# Records for this task start

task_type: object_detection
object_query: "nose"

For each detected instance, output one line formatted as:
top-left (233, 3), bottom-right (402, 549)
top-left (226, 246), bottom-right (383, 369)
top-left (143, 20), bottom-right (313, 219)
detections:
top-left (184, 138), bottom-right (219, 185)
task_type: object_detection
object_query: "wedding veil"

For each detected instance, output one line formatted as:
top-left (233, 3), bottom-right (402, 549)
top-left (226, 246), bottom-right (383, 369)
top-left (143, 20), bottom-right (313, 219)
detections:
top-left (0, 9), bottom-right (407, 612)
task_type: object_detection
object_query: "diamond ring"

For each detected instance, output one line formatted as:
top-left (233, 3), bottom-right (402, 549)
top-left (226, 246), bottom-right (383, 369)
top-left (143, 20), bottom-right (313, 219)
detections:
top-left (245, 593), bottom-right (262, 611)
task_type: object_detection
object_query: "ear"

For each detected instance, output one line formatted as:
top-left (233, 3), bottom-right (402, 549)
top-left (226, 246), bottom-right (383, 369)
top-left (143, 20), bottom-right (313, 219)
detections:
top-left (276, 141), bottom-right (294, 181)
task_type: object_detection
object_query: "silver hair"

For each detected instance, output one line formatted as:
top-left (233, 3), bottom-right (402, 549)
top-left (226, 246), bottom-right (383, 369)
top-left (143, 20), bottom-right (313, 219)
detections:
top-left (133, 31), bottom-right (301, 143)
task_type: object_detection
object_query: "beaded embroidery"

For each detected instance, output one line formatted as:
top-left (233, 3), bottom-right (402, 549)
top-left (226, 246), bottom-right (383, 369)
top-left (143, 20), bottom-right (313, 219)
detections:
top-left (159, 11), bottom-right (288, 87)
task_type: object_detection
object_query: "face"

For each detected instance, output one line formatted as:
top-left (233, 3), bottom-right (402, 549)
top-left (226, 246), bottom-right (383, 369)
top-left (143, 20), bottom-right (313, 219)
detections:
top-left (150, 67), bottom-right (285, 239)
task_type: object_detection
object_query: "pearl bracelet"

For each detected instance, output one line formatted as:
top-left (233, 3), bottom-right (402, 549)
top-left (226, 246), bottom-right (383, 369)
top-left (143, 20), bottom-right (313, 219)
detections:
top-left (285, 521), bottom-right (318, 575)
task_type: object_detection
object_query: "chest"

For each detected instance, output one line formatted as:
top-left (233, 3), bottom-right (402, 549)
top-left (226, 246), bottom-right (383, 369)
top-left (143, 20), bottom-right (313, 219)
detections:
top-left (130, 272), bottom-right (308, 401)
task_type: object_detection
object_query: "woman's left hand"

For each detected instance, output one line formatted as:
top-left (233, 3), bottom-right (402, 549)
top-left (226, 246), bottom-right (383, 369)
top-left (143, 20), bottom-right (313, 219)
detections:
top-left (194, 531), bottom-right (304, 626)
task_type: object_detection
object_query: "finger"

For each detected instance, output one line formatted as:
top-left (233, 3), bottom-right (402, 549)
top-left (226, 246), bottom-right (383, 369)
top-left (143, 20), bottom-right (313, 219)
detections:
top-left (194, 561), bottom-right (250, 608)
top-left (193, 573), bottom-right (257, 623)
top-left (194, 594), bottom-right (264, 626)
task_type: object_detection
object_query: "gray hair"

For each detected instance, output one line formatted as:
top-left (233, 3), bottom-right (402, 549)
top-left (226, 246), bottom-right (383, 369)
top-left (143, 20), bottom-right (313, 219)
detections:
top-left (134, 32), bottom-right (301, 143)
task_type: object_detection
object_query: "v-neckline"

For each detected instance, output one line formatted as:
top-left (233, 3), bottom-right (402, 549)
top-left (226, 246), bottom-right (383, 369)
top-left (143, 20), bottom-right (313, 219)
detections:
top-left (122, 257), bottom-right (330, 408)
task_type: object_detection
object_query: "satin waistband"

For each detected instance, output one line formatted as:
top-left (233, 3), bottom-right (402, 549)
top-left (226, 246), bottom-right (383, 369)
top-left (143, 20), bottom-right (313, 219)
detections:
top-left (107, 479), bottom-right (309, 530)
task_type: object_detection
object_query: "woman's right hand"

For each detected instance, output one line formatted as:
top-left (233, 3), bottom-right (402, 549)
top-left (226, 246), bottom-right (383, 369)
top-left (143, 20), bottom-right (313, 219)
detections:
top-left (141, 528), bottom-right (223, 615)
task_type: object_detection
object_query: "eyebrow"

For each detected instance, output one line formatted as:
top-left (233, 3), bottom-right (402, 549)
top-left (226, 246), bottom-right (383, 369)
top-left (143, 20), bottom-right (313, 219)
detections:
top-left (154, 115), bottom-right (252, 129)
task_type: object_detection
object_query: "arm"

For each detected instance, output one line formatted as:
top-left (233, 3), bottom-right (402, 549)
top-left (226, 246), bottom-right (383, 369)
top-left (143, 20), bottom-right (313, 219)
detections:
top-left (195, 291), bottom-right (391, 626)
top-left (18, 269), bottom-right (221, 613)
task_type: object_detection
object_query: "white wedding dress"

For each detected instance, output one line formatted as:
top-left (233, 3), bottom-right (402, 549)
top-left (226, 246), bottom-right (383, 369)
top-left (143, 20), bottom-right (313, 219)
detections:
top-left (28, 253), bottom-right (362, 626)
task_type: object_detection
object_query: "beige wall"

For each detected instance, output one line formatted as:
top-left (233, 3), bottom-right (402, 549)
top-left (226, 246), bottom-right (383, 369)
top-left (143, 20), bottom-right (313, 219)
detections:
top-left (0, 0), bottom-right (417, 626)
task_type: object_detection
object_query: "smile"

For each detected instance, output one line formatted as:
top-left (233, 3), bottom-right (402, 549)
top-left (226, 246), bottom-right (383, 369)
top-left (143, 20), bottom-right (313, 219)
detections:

# Records for this task end

__What this task involves__: Pick out every line above that contains the word "woman" and copy each one.

__Complete output__:
object_query: "woman's left hand"
object_query: "woman's right hand"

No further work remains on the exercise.